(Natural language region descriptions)

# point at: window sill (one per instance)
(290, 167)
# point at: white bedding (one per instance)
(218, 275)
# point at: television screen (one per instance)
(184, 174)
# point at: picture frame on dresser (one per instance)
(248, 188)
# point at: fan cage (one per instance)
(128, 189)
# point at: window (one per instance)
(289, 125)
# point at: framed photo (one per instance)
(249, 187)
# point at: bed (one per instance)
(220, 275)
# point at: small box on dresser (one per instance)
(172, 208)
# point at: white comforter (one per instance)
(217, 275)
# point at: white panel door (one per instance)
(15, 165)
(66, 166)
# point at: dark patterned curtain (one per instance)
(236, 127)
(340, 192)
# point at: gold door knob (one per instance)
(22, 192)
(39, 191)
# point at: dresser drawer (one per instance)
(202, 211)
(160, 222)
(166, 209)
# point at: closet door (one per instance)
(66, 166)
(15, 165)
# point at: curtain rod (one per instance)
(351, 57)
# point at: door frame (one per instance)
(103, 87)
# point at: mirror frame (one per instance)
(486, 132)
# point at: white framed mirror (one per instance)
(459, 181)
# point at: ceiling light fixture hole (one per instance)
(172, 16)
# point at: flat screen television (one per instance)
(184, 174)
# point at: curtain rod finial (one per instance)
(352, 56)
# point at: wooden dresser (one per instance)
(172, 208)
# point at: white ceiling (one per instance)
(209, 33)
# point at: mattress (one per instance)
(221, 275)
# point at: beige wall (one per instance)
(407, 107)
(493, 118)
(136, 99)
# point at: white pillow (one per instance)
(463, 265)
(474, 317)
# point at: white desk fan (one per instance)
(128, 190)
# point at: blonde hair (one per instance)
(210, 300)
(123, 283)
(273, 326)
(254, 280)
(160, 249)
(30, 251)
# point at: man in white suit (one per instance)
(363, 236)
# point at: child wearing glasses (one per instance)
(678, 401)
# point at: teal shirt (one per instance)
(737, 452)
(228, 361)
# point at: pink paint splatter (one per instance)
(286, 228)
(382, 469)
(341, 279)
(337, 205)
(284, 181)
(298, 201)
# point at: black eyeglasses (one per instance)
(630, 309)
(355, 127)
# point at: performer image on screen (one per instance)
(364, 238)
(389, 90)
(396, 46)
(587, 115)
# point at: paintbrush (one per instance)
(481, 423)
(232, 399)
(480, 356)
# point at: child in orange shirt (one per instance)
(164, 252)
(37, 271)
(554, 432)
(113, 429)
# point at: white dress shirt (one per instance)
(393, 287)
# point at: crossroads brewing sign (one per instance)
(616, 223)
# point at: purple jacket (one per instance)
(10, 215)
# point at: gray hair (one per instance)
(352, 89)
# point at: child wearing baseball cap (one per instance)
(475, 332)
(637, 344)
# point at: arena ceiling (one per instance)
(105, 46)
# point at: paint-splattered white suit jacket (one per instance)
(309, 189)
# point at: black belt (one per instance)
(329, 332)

WHAT YOU SHOULD DO >> Could you output the records in full, exactly as written?

WRITTEN SOLUTION >>
# point at: window sill (one per instance)
(290, 167)
# point at: white bedding (one per instance)
(218, 275)
# point at: television screen (one per instance)
(184, 174)
# point at: picture frame on dresser (one per instance)
(248, 188)
# point at: fan cage (one per instance)
(128, 189)
# point at: window (one per instance)
(289, 125)
# point at: framed photo (one per instance)
(249, 187)
# point at: bed (one per instance)
(220, 275)
# point at: small box on dresser (one per instance)
(172, 208)
# point at: white comforter (one per instance)
(217, 275)
# point at: white panel door (one per instance)
(15, 165)
(66, 166)
# point at: dark patterned curtain (one per instance)
(236, 127)
(340, 192)
# point at: gold door knob (one per instance)
(22, 192)
(39, 191)
# point at: dresser drawer (one per instance)
(202, 211)
(160, 222)
(166, 209)
# point at: closet door (one per instance)
(66, 166)
(15, 165)
# point at: curtain rod (one per instance)
(351, 57)
# point at: door frame (one per instance)
(103, 87)
# point at: mirror frame (one per instance)
(486, 132)
# point at: white framed mirror (one per instance)
(459, 181)
# point at: ceiling light fixture hole (one per instance)
(172, 16)
# point at: flat screen television (one per instance)
(184, 174)
# point at: curtain rod finial (one per instance)
(352, 56)
# point at: wooden dresser (one per instance)
(172, 208)
# point at: white ceiling (one per instance)
(209, 33)
# point at: mattress (one per instance)
(221, 275)
# point at: beige wall (one per instance)
(407, 107)
(493, 118)
(136, 99)
# point at: white pillow (one per instance)
(463, 265)
(474, 317)
# point at: white desk fan (one per instance)
(128, 190)
# point at: blonde hair (one per instance)
(210, 300)
(123, 283)
(273, 326)
(254, 280)
(160, 249)
(30, 251)
# point at: man in white suit (one per instance)
(363, 236)
# point at: child wearing glasses (one per instance)
(678, 401)
# point at: teal shirt (one per instance)
(737, 452)
(228, 361)
# point at: pink paint splatter (one per instance)
(286, 228)
(382, 469)
(341, 279)
(337, 205)
(284, 181)
(298, 201)
# point at: black eyeglasses (one per instance)
(630, 309)
(355, 127)
# point at: performer image on screen (one per instance)
(364, 238)
(389, 90)
(396, 46)
(587, 115)
# point at: paintbrush (one per instance)
(481, 423)
(232, 399)
(480, 356)
# point at: child in orange shirt (one per instance)
(164, 252)
(37, 271)
(554, 432)
(113, 429)
# point at: white dress shirt (one per instance)
(393, 287)
# point at: crossroads brewing sign (one per instance)
(616, 223)
# point at: purple jacket (one per instance)
(10, 215)
# point at: gray hair (one per instance)
(352, 89)
# point at: child wearing baseball cap (one per instance)
(475, 332)
(637, 344)
# point at: arena ceiling (one per instance)
(105, 46)
# point at: paint-splattered white suit jacket (one per instance)
(309, 189)
# point at: black belt (one per instance)
(329, 332)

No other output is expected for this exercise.